**Cosa fare**: Nelle righe comprese tra quella che contiene "Task: point to the white cloud." e quella che contiene "Query: white cloud", entrambe incluse, sostituisci "white cloud" con "dark cloud" e riscrivi solo queste righe lasciando tutto il resto invariato.

**Righe fornite**:
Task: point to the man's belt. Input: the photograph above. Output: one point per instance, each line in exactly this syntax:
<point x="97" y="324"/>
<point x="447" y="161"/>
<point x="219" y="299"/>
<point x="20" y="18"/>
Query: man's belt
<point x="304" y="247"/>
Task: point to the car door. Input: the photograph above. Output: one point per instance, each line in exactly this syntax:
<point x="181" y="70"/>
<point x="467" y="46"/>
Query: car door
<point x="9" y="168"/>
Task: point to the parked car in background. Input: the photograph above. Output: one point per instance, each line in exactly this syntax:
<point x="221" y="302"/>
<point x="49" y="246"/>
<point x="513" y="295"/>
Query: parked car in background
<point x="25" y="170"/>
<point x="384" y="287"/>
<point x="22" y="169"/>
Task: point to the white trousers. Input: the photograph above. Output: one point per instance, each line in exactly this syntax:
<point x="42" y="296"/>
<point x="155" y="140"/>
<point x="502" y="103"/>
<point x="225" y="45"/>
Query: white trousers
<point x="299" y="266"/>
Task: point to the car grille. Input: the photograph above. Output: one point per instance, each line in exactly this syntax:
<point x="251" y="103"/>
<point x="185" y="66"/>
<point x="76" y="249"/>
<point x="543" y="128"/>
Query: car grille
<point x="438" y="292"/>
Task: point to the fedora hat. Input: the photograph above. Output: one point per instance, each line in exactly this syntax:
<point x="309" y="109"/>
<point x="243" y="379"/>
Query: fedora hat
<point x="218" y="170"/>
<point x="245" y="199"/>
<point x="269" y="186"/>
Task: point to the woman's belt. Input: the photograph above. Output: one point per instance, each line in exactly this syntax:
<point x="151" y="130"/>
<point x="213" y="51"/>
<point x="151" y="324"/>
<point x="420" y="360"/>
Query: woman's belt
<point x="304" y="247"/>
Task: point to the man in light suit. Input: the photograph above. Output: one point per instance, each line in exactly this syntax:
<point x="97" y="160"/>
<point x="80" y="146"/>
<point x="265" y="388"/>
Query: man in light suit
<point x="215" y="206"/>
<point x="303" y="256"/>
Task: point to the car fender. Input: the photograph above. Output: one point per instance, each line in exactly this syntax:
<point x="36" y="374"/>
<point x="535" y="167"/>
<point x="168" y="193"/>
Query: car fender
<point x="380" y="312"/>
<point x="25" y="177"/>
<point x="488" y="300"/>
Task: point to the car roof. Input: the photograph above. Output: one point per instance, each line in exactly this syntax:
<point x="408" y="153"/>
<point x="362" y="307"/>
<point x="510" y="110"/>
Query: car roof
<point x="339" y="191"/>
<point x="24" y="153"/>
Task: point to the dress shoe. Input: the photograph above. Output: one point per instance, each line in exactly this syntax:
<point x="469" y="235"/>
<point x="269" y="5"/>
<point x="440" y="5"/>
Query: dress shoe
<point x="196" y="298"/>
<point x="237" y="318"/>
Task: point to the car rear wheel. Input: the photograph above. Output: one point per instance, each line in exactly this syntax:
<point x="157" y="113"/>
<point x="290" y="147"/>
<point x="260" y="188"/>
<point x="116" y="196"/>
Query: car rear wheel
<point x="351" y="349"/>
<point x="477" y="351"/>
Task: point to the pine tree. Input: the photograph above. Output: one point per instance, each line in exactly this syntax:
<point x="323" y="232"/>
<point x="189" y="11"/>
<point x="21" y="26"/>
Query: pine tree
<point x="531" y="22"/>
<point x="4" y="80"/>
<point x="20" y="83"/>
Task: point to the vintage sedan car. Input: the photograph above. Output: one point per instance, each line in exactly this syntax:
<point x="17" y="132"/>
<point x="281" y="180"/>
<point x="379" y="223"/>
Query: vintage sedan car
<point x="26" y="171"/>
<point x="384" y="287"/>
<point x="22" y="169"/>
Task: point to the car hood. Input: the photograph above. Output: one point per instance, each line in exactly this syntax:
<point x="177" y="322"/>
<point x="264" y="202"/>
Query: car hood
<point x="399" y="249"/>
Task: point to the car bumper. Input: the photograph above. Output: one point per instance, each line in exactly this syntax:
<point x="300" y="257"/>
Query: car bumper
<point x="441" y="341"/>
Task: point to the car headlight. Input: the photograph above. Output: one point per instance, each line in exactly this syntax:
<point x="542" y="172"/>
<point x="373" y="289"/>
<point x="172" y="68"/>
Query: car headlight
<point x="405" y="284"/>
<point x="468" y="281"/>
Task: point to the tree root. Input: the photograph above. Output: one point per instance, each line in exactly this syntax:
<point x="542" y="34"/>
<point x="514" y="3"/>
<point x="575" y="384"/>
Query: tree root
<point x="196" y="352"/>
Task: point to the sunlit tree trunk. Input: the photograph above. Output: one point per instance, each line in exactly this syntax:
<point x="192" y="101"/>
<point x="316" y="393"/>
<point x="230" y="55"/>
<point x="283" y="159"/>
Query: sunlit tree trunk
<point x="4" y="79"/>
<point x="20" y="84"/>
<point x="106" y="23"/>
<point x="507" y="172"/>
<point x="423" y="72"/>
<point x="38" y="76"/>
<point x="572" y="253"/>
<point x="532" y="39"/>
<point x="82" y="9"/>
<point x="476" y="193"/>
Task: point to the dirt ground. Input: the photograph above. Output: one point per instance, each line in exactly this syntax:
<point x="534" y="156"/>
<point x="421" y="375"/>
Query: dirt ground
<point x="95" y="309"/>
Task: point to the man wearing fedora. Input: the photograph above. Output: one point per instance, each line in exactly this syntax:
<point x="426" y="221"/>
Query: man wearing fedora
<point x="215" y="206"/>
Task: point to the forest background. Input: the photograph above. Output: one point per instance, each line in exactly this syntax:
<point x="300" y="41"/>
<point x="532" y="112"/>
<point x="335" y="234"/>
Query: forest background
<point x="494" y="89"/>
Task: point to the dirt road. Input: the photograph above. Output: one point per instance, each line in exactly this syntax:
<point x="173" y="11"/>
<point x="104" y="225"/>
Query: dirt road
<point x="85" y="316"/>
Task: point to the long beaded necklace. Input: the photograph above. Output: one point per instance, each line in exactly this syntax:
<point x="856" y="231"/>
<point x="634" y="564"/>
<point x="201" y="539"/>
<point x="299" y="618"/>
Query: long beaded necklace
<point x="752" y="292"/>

==

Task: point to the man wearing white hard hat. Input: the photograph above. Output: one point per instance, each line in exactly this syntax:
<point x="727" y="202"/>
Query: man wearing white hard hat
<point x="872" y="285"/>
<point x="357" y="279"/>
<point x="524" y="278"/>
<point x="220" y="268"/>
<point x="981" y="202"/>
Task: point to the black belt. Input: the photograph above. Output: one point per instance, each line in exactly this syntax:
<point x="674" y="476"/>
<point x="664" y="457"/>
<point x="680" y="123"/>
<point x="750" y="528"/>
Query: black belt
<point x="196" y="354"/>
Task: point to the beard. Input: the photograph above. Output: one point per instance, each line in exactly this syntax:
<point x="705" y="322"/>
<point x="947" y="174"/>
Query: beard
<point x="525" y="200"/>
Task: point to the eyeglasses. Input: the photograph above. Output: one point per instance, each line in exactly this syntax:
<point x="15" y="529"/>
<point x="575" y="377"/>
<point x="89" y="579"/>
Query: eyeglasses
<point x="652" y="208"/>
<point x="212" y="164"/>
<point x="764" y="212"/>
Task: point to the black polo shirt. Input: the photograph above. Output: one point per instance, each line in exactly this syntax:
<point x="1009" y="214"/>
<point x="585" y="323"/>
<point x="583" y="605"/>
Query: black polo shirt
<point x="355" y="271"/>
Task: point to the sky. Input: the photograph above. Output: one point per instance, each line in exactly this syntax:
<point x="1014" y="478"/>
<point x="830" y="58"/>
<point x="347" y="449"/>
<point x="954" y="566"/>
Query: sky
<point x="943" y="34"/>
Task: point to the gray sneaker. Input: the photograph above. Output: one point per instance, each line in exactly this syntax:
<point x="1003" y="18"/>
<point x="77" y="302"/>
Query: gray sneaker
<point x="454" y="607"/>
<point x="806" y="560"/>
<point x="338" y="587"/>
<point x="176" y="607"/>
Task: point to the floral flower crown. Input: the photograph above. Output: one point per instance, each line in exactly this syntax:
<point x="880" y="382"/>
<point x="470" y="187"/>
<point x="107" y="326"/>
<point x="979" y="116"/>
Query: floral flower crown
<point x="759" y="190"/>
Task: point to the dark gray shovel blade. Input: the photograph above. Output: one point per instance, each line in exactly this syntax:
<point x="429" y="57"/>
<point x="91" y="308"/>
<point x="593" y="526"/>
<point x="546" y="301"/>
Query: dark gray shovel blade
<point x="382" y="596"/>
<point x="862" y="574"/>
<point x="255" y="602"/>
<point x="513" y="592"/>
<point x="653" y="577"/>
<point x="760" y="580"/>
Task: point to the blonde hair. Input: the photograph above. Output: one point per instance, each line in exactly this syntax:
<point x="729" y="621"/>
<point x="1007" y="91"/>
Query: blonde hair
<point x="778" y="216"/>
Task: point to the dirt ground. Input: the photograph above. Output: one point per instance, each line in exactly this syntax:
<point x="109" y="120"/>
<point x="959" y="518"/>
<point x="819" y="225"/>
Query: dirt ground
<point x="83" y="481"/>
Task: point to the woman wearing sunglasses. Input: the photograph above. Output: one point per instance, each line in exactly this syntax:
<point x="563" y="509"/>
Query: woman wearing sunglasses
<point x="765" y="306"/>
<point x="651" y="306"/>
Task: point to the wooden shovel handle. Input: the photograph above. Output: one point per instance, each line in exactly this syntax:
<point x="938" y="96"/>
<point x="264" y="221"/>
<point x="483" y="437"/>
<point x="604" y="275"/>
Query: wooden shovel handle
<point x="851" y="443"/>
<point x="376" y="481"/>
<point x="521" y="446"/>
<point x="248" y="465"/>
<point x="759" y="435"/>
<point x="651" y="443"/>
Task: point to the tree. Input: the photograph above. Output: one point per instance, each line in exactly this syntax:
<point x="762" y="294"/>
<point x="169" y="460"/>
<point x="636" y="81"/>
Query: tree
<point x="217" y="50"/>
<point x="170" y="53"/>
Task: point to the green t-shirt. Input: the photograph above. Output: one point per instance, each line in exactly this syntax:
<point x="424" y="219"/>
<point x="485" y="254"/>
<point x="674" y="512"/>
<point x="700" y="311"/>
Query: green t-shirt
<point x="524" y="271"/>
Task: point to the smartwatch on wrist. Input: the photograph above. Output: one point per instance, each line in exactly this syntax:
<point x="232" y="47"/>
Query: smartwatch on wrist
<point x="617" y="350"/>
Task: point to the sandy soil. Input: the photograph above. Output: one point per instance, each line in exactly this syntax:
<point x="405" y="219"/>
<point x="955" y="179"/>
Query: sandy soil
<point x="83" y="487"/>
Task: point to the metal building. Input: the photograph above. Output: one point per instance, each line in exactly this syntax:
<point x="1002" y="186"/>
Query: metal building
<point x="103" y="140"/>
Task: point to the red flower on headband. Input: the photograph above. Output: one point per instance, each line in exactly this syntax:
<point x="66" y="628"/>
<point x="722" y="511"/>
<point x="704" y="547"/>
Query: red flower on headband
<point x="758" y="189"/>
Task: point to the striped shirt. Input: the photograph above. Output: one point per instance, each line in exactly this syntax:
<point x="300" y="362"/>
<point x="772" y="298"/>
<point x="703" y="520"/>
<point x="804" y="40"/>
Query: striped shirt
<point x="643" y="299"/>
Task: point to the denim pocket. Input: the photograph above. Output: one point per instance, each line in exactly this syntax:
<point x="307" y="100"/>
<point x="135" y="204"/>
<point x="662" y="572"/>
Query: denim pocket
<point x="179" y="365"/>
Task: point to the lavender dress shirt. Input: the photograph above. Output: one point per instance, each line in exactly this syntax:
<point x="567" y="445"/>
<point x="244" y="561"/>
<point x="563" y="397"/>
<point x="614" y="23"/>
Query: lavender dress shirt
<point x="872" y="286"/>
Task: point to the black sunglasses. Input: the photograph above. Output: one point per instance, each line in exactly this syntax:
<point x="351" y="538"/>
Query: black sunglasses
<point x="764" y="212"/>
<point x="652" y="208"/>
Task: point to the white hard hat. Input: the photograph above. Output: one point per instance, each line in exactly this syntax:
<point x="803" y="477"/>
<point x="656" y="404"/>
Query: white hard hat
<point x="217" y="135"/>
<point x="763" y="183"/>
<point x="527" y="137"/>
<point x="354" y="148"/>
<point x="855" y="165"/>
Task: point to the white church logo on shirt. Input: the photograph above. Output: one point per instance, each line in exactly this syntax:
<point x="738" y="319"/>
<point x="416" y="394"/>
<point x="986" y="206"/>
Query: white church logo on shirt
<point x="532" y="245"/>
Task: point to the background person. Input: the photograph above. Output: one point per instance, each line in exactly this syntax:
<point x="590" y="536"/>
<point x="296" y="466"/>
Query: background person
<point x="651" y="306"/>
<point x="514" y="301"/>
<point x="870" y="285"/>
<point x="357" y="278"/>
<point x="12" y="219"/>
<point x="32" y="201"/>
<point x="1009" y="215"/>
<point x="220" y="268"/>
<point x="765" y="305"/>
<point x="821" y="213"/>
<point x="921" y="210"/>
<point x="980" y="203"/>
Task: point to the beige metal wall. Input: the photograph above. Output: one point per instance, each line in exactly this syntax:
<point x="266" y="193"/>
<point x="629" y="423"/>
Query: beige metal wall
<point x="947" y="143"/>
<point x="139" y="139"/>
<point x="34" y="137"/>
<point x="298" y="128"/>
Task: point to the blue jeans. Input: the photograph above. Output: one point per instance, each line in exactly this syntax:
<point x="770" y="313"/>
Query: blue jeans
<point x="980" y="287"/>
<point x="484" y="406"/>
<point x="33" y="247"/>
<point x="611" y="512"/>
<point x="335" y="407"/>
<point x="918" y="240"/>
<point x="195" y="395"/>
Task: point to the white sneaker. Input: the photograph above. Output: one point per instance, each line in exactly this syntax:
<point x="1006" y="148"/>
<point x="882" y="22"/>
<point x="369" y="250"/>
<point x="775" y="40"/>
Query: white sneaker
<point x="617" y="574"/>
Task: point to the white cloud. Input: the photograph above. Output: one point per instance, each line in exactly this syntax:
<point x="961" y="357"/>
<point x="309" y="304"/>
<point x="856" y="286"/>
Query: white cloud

**Risposta**:
Task: point to the dark cloud. Input: the photograph above. Output: one point per instance, each line in exactly this syntax:
<point x="961" y="357"/>
<point x="309" y="304"/>
<point x="856" y="286"/>
Query: dark cloud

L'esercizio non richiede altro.